[Start of section]

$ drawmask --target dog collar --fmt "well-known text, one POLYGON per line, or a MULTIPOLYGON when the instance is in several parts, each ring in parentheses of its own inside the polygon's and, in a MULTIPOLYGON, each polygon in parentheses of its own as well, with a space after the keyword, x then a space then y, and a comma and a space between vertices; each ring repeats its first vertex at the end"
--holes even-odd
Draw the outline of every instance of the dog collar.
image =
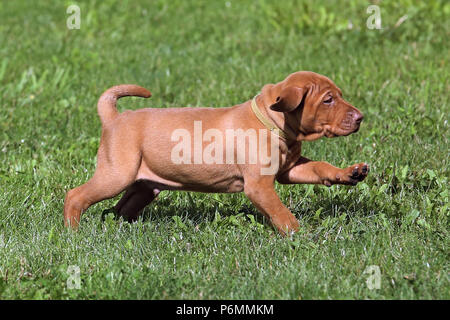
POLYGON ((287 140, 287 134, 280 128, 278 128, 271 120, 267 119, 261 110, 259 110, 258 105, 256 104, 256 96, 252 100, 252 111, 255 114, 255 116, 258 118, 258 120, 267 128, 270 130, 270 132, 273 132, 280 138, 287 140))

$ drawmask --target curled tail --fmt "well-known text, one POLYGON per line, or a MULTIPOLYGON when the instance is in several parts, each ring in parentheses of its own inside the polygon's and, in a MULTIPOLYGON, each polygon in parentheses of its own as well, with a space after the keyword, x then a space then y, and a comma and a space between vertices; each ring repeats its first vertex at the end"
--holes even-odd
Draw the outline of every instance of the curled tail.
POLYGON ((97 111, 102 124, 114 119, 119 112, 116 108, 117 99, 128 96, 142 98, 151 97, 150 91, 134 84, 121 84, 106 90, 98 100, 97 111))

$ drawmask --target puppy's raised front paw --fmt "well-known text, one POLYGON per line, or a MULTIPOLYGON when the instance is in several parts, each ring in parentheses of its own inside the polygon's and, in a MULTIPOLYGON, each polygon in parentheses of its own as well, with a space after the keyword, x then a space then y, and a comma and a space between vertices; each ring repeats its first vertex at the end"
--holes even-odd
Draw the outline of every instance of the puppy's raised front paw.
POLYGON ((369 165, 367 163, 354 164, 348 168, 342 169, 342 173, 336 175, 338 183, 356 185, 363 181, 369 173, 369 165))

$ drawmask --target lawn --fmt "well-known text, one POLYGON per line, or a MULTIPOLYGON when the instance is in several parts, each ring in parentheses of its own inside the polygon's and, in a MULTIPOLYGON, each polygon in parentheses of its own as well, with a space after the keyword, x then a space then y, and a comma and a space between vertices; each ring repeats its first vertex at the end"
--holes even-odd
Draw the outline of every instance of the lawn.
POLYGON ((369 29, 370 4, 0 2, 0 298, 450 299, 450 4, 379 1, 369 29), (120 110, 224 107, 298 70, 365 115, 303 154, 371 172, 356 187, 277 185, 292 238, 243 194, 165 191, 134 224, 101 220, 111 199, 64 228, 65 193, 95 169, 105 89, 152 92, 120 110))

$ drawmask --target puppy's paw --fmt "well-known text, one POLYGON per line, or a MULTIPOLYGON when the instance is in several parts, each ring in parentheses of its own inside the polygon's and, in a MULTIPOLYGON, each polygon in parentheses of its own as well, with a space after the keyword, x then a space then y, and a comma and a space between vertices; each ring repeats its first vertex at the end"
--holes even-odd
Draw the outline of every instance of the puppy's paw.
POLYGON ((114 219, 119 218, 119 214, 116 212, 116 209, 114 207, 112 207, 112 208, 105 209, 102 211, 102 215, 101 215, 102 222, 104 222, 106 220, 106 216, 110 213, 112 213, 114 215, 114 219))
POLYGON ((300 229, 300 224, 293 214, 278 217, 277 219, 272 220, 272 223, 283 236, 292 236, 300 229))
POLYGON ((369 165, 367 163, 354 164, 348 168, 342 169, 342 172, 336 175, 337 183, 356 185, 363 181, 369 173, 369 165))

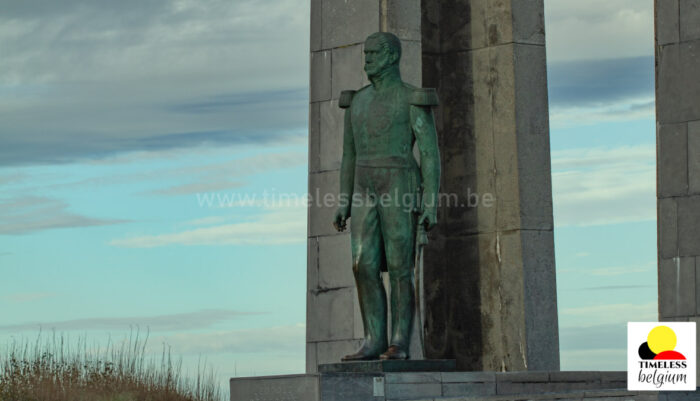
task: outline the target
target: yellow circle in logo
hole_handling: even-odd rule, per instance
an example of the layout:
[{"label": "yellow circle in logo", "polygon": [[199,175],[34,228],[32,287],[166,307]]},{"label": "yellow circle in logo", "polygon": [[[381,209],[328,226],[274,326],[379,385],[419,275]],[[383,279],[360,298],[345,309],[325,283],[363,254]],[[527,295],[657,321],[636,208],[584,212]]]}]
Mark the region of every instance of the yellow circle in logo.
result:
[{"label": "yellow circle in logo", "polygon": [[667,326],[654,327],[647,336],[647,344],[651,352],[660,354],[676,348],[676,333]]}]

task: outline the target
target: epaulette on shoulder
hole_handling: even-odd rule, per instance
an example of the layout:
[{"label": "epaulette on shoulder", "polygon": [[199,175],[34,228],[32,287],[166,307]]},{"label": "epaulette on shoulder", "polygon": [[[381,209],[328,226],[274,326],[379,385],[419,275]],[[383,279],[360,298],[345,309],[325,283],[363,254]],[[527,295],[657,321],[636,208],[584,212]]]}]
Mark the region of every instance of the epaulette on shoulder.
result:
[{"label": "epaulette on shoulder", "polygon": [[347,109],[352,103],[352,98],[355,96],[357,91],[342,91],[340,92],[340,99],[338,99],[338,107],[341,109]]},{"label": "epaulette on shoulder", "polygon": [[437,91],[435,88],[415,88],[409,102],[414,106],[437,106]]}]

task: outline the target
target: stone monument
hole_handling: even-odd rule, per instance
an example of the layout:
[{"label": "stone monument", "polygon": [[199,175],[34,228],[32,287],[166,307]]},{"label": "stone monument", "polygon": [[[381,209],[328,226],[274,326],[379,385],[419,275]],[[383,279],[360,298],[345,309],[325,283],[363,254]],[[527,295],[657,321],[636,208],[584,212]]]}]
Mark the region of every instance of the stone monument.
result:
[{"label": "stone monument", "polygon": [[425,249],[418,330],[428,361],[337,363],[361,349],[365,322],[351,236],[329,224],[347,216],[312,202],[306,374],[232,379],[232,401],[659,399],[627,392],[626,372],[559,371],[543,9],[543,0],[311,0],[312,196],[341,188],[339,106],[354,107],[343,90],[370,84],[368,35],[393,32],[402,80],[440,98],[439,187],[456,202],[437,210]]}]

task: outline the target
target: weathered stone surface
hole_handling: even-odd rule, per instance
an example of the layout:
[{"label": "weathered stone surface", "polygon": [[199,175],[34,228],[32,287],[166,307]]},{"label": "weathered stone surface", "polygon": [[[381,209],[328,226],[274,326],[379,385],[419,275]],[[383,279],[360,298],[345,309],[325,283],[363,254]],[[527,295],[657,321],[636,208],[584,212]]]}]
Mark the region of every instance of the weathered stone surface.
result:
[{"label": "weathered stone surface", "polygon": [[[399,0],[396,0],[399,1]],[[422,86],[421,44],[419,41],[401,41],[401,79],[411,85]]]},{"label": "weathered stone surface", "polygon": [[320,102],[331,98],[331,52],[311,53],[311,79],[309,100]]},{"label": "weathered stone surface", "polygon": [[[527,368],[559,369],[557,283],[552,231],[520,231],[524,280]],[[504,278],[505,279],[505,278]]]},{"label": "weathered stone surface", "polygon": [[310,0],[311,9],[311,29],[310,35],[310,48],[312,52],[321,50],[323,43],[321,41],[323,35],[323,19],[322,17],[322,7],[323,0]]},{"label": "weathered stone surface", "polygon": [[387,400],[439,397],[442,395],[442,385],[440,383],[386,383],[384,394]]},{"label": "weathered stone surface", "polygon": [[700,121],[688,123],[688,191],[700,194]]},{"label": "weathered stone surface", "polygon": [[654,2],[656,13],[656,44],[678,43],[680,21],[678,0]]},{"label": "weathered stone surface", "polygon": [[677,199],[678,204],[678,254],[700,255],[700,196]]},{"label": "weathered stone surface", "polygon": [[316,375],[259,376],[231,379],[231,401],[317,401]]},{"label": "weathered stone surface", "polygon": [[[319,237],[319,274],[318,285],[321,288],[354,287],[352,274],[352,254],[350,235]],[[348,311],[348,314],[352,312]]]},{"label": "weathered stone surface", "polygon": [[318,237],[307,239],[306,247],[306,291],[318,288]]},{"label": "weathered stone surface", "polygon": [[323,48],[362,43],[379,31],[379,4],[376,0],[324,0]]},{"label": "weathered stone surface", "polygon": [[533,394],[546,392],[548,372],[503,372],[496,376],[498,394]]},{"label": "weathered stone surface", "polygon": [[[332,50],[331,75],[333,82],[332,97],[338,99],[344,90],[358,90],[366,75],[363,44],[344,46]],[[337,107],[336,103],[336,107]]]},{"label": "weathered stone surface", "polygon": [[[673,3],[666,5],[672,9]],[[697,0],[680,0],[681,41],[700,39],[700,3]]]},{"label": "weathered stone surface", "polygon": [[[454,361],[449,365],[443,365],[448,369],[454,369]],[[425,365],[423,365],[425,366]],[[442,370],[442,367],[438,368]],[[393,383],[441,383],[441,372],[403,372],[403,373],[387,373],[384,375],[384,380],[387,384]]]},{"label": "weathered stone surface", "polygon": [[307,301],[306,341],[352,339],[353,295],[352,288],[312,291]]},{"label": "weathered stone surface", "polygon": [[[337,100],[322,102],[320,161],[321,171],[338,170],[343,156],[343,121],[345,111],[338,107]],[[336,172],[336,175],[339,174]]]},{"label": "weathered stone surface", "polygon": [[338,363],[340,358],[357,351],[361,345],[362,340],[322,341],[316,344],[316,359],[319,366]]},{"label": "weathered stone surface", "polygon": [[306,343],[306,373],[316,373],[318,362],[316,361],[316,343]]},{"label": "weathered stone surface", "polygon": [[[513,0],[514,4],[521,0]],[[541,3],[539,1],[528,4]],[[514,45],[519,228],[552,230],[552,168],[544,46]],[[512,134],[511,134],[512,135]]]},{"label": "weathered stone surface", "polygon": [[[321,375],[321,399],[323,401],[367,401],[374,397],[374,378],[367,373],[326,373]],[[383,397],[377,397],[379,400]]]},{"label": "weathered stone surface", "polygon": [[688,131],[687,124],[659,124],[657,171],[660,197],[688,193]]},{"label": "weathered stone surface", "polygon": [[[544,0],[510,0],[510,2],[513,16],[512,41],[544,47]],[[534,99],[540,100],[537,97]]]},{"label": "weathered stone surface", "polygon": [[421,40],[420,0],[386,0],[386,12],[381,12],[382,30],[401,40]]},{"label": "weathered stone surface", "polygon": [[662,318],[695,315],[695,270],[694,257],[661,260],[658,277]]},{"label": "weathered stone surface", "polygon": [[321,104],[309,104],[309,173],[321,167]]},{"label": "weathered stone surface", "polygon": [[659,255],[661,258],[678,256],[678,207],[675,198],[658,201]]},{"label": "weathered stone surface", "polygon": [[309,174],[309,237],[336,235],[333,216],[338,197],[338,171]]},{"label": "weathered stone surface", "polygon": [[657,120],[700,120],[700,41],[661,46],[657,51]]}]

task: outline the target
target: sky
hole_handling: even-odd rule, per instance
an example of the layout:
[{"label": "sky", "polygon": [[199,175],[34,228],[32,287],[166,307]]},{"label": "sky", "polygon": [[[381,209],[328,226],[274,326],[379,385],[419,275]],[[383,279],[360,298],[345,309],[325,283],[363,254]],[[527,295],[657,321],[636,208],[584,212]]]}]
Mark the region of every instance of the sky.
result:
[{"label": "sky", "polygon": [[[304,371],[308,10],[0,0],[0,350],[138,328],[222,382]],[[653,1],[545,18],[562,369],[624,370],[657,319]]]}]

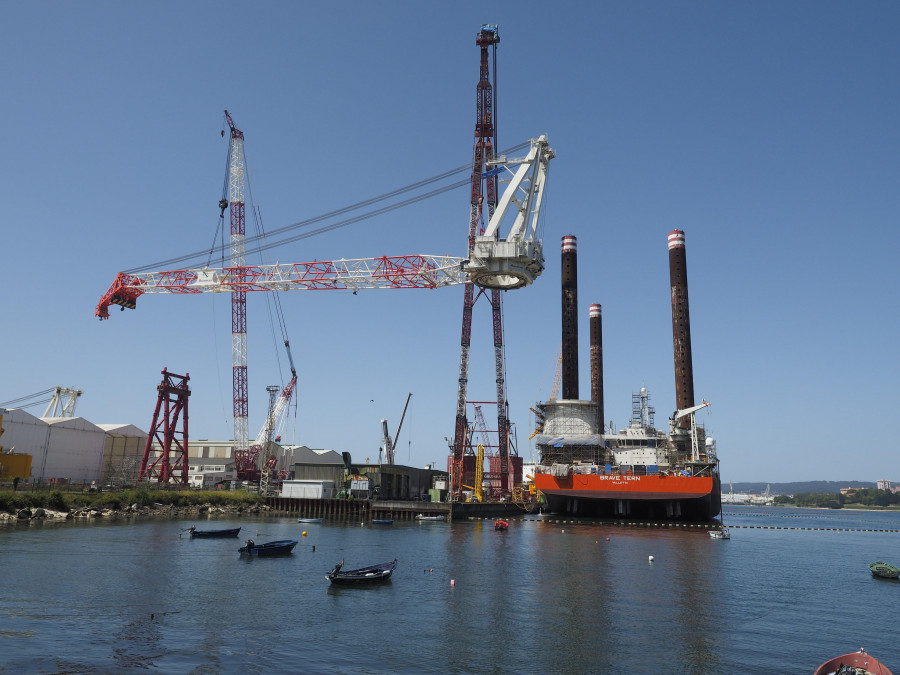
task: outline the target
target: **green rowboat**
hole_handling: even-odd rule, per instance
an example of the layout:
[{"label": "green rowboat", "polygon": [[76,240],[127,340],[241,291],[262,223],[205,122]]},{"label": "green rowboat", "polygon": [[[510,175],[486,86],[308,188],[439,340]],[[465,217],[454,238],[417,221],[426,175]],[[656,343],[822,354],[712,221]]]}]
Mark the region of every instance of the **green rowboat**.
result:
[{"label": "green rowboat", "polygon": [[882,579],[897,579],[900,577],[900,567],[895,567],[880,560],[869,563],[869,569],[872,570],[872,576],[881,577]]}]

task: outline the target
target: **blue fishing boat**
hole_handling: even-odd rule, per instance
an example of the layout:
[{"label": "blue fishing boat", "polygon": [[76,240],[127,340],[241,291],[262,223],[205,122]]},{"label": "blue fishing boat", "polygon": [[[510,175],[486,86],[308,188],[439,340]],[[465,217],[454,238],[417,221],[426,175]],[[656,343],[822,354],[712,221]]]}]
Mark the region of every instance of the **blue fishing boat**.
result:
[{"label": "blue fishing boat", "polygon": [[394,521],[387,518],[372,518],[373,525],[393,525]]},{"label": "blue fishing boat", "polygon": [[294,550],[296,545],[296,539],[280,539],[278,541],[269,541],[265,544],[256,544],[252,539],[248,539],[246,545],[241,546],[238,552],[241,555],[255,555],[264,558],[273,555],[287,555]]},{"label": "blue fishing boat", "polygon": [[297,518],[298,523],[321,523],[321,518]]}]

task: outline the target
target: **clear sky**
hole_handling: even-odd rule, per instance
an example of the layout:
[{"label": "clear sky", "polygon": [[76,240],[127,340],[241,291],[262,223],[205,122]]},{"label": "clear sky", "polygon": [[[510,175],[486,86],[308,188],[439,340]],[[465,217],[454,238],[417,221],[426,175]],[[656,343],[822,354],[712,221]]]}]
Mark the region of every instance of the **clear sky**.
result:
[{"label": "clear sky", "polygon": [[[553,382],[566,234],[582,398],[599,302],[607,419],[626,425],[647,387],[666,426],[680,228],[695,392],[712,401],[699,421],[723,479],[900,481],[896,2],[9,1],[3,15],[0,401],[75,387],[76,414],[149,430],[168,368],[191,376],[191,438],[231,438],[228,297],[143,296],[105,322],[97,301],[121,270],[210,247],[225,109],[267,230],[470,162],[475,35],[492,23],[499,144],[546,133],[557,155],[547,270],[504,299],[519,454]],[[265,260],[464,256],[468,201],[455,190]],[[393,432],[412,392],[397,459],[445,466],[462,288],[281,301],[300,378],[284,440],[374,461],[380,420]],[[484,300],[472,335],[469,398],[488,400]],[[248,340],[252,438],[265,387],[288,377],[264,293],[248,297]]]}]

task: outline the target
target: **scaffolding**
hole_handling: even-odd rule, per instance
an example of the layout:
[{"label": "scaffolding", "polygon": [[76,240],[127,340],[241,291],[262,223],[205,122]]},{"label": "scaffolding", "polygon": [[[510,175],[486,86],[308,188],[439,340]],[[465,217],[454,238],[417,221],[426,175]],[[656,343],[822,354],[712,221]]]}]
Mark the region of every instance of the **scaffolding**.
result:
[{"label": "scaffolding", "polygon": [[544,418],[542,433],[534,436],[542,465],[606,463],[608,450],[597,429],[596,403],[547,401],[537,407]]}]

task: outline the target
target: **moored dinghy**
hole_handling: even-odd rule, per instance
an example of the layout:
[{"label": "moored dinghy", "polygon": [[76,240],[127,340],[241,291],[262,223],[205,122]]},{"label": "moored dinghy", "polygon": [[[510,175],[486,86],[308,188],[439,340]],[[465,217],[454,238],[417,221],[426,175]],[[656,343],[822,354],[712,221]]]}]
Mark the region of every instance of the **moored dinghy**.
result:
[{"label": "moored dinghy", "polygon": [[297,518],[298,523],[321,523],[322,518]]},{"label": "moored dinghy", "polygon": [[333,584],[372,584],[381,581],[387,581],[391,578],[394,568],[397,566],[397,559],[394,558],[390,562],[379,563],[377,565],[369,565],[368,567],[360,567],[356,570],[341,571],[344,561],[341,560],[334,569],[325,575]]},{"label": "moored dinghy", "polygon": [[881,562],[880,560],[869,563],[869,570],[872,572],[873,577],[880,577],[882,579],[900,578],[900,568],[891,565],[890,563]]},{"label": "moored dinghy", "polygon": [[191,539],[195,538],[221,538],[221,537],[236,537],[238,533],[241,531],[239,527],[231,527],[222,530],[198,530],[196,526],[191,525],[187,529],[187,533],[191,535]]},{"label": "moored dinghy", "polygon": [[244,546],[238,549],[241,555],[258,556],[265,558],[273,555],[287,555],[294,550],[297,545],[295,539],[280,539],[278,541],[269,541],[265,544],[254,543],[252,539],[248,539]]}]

[End of section]

-- Try it --
Among the entries above, copy exactly only the lines starting with the one containing "Mark the region of every instance of the yellow" and going through the one containing "Mark the region of every instance of the stone", both ends included.

-- Output of the task --
Mark the region of every instance of the yellow circle in logo.
result:
[{"label": "yellow circle in logo", "polygon": [[667,326],[654,327],[647,336],[647,344],[651,352],[660,354],[676,348],[676,333]]}]

task: outline the target
target: epaulette on shoulder
hole_handling: even-odd rule, per instance
an example of the layout:
[{"label": "epaulette on shoulder", "polygon": [[199,175],[34,228],[32,287],[166,307]]},{"label": "epaulette on shoulder", "polygon": [[[381,209],[328,226],[274,326],[379,385],[419,275]],[[383,279],[360,298],[345,309],[325,283],[363,254]],[[527,295],[657,321],[636,208],[584,212]]]}]
Mark the region of every instance of the epaulette on shoulder.
result:
[{"label": "epaulette on shoulder", "polygon": [[347,109],[352,103],[352,98],[355,96],[357,91],[342,91],[340,92],[340,99],[338,99],[338,107],[341,109]]},{"label": "epaulette on shoulder", "polygon": [[437,91],[435,88],[415,88],[409,102],[414,106],[437,106]]}]

task: outline the target
target: stone monument
hole_handling: even-odd rule, per instance
an example of the layout:
[{"label": "stone monument", "polygon": [[199,175],[34,228],[32,287],[166,307]]},{"label": "stone monument", "polygon": [[[381,209],[328,226],[274,326],[379,385],[419,275]],[[383,279],[360,298],[345,309],[325,283],[363,254]],[[527,295],[657,321],[636,208],[584,212]]]}]
Mark the region of every instance of the stone monument.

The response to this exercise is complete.